(Records excerpted from a collection)
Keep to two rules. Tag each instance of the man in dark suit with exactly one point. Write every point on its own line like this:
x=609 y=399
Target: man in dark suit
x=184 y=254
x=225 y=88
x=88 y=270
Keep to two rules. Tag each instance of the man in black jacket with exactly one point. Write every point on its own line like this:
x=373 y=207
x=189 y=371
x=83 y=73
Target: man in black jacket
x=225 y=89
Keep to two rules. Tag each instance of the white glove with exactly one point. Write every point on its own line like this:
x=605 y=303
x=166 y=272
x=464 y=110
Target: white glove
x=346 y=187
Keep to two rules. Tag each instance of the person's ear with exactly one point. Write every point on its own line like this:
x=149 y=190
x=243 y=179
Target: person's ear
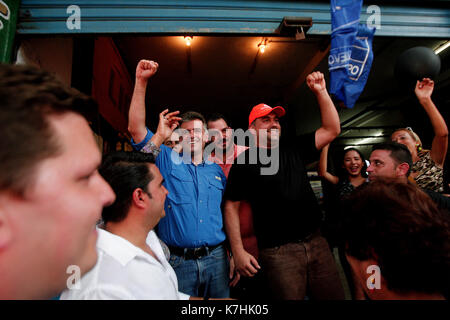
x=402 y=169
x=139 y=198
x=5 y=230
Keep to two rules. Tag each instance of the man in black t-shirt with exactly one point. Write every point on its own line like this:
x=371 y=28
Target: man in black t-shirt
x=272 y=177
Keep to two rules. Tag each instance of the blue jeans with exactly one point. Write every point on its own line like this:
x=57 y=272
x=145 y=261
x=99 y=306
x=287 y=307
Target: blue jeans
x=203 y=277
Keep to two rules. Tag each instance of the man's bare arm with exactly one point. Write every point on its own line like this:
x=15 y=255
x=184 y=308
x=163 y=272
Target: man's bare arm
x=331 y=126
x=245 y=263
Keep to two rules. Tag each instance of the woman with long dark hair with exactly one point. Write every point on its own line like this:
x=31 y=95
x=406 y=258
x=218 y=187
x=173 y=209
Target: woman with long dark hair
x=352 y=173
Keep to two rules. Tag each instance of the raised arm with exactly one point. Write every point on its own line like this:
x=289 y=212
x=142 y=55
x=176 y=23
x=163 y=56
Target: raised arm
x=245 y=263
x=423 y=91
x=136 y=116
x=323 y=166
x=331 y=126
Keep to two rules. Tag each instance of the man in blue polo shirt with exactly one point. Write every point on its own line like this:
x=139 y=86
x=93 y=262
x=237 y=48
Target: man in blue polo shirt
x=193 y=227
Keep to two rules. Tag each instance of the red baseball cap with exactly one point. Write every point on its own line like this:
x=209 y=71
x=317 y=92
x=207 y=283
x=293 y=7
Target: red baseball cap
x=262 y=110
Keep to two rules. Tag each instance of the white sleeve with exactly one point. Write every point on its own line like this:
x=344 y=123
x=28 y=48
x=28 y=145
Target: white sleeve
x=102 y=292
x=183 y=296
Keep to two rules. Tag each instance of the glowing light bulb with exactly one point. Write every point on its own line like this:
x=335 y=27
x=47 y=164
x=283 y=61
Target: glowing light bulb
x=262 y=48
x=188 y=40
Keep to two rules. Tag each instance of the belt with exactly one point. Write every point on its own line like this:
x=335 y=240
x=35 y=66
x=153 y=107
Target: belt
x=309 y=236
x=193 y=253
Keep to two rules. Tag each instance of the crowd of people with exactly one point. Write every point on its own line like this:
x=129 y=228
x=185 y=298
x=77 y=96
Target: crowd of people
x=191 y=214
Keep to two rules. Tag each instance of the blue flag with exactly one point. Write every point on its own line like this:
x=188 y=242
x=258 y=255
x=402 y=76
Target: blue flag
x=351 y=53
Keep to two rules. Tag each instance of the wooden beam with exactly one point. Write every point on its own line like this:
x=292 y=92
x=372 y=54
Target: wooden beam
x=312 y=64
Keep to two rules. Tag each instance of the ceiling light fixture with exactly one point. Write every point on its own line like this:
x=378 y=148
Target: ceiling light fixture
x=262 y=45
x=442 y=47
x=188 y=40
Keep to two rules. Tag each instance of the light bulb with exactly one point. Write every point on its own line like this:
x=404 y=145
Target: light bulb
x=188 y=40
x=262 y=48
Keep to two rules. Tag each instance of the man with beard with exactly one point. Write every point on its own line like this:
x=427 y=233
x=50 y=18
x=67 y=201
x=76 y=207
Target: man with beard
x=192 y=227
x=292 y=253
x=392 y=160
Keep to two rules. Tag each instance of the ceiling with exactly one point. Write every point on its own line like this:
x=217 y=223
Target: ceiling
x=226 y=74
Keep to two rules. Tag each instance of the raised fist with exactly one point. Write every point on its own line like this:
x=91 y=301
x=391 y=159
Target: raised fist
x=145 y=69
x=316 y=82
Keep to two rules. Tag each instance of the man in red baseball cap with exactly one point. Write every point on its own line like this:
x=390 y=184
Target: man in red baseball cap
x=293 y=256
x=267 y=131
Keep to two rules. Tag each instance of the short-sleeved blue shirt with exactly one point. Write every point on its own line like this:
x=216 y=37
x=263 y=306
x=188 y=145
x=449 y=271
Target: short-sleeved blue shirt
x=193 y=205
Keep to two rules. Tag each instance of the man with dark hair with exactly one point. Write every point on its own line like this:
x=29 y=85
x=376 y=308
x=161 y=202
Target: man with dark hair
x=397 y=242
x=193 y=227
x=131 y=261
x=293 y=256
x=51 y=193
x=224 y=153
x=393 y=160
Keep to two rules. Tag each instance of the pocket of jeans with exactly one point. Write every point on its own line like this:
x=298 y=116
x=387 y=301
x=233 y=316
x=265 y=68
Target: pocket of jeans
x=175 y=261
x=218 y=254
x=270 y=251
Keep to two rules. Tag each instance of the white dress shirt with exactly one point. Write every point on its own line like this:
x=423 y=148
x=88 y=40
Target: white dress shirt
x=124 y=271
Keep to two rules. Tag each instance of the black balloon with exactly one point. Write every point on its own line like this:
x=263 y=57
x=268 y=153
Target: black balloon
x=417 y=63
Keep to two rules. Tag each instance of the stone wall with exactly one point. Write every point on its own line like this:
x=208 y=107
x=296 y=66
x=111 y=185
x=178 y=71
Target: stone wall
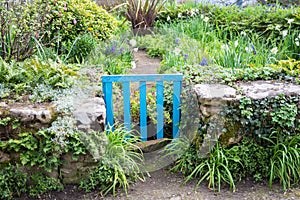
x=18 y=118
x=216 y=98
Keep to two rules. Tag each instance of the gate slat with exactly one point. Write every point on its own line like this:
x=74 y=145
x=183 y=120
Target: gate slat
x=107 y=88
x=160 y=109
x=126 y=101
x=143 y=111
x=176 y=110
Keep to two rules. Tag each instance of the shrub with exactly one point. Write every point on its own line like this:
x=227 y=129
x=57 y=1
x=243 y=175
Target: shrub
x=23 y=77
x=71 y=18
x=21 y=25
x=120 y=161
x=12 y=182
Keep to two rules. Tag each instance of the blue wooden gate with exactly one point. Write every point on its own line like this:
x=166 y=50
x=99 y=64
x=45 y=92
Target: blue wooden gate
x=107 y=81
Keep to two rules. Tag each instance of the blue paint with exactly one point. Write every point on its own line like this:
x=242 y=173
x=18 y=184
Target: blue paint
x=142 y=79
x=143 y=111
x=107 y=88
x=126 y=100
x=176 y=110
x=160 y=109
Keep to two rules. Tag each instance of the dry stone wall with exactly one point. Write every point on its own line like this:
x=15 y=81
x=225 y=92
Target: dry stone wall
x=214 y=99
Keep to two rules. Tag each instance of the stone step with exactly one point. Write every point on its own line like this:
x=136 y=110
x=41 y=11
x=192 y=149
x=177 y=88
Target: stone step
x=153 y=145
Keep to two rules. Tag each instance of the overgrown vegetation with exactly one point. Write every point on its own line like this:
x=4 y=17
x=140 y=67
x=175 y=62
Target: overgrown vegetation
x=44 y=45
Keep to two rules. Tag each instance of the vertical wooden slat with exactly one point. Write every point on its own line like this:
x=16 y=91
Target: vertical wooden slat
x=126 y=101
x=143 y=111
x=160 y=109
x=107 y=88
x=176 y=109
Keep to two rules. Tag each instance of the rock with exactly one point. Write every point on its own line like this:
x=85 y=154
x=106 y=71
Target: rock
x=263 y=89
x=91 y=115
x=214 y=100
x=25 y=117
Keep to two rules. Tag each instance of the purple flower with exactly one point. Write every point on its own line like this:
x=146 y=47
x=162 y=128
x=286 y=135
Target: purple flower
x=204 y=62
x=253 y=49
x=113 y=49
x=186 y=56
x=121 y=50
x=65 y=7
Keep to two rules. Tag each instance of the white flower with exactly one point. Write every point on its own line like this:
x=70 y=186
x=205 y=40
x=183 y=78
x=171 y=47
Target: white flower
x=133 y=65
x=192 y=13
x=236 y=43
x=290 y=21
x=225 y=47
x=205 y=19
x=274 y=50
x=177 y=51
x=132 y=42
x=284 y=33
x=277 y=27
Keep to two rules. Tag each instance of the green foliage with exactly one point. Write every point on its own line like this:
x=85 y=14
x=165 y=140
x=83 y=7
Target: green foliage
x=22 y=77
x=81 y=48
x=41 y=184
x=259 y=117
x=120 y=161
x=70 y=19
x=290 y=67
x=21 y=25
x=12 y=182
x=113 y=57
x=234 y=20
x=285 y=160
x=215 y=169
x=142 y=14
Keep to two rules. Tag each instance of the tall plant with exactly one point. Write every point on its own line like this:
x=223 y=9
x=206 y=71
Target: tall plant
x=142 y=13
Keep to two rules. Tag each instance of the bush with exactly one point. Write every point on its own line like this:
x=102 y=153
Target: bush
x=71 y=18
x=23 y=77
x=21 y=25
x=12 y=182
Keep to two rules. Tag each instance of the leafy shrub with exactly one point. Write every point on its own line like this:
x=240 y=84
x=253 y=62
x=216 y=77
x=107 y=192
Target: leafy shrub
x=120 y=162
x=113 y=57
x=285 y=159
x=81 y=48
x=70 y=19
x=215 y=169
x=12 y=182
x=23 y=77
x=42 y=184
x=142 y=14
x=21 y=26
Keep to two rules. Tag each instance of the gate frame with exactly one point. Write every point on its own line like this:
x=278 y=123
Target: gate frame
x=107 y=81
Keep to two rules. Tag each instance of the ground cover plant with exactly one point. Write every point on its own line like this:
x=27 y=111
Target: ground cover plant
x=206 y=43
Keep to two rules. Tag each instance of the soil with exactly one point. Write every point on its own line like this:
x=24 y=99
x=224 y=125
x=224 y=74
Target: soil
x=163 y=185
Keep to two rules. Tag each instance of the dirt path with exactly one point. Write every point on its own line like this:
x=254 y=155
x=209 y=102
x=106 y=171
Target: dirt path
x=163 y=185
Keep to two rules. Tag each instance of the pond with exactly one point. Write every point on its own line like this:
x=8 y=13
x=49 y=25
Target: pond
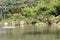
x=7 y=34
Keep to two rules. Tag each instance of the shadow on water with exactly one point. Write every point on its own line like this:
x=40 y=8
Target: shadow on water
x=32 y=33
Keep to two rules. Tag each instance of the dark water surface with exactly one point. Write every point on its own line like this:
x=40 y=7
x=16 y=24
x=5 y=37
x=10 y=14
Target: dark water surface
x=8 y=35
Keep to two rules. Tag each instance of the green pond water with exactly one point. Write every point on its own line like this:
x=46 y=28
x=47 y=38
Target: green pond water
x=9 y=35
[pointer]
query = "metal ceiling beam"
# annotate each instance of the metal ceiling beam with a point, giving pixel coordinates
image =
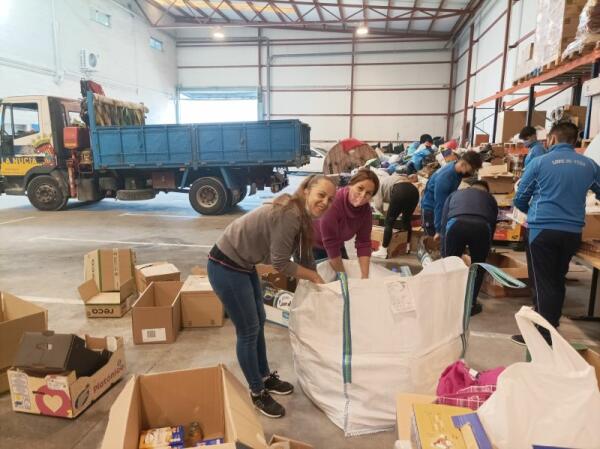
(412, 14)
(257, 13)
(277, 11)
(296, 10)
(435, 16)
(387, 24)
(233, 8)
(318, 8)
(216, 10)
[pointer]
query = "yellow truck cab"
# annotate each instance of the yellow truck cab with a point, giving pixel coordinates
(32, 155)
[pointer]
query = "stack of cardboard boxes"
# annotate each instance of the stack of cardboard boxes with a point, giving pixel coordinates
(16, 317)
(109, 288)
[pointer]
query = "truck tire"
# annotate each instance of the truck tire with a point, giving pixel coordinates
(45, 194)
(209, 196)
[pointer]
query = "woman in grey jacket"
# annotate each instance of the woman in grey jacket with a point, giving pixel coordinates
(271, 234)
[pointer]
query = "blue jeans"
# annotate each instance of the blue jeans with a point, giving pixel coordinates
(242, 298)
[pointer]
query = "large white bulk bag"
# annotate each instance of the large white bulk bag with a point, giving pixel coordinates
(353, 353)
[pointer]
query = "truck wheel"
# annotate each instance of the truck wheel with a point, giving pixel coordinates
(45, 194)
(208, 196)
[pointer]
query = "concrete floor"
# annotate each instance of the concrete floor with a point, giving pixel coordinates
(41, 259)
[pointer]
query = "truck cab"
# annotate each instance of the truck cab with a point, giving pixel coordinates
(31, 145)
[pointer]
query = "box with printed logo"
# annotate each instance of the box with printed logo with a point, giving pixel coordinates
(65, 395)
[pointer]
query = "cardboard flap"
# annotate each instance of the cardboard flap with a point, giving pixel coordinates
(195, 283)
(13, 307)
(124, 420)
(404, 411)
(241, 420)
(88, 290)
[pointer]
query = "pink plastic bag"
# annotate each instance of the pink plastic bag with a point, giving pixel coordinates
(462, 386)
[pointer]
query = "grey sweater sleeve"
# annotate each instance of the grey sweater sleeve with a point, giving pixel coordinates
(285, 231)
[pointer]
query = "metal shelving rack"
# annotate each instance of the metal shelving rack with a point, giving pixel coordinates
(570, 73)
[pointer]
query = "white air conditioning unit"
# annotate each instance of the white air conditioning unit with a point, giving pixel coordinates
(88, 61)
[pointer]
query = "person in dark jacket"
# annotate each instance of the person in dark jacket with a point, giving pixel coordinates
(553, 192)
(469, 220)
(441, 184)
(529, 137)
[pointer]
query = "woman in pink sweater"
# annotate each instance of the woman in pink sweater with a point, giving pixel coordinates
(349, 216)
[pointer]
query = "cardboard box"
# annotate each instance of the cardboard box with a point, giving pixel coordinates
(107, 304)
(509, 232)
(211, 396)
(397, 244)
(65, 395)
(110, 268)
(510, 266)
(155, 271)
(16, 317)
(500, 183)
(404, 412)
(279, 442)
(593, 358)
(273, 277)
(156, 315)
(200, 305)
(512, 122)
(46, 352)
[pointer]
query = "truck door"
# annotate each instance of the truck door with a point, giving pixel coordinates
(23, 146)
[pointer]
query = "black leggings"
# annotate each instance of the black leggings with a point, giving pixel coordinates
(403, 200)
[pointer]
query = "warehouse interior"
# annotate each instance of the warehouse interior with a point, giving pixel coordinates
(382, 72)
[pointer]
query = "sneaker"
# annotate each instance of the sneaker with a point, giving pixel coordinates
(518, 339)
(268, 406)
(476, 308)
(380, 253)
(276, 386)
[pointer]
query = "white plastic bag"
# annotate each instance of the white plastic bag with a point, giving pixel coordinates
(403, 332)
(554, 400)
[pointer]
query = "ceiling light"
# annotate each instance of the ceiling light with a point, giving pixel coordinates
(362, 30)
(218, 34)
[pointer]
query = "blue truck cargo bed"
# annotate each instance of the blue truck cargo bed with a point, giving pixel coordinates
(274, 142)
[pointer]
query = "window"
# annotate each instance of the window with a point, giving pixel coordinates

*SET PROBLEM*. Return each line of the records above that contains the string "interior".

*RESPONSE BELOW*.
query = "warehouse interior"
# annotate each instance of the warehouse interior with a point, giving pixel coordinates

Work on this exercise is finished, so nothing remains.